▶ _DATA FOR THE TASK_:

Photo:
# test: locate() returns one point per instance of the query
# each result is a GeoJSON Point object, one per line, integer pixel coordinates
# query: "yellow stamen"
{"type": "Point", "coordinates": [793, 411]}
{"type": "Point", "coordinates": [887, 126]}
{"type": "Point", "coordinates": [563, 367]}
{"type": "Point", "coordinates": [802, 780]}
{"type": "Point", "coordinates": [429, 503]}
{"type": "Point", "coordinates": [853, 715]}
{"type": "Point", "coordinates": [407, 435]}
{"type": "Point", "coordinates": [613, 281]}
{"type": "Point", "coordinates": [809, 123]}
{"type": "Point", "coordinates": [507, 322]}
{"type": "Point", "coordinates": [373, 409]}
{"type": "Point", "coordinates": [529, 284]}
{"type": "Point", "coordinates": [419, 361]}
==
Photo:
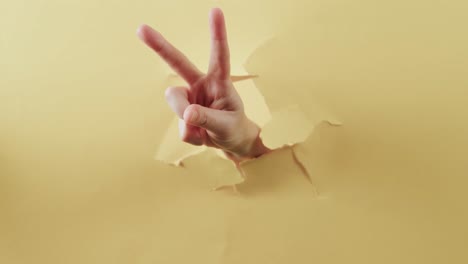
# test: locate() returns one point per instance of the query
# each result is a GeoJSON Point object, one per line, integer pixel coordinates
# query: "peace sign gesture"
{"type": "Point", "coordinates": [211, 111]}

▶ _WHAT TO PRODUCE_: Please count the lines in the entries above that contain the string "query". Give only the number.

▶ _SOLUTION FOR THIS EXERCISE_: 4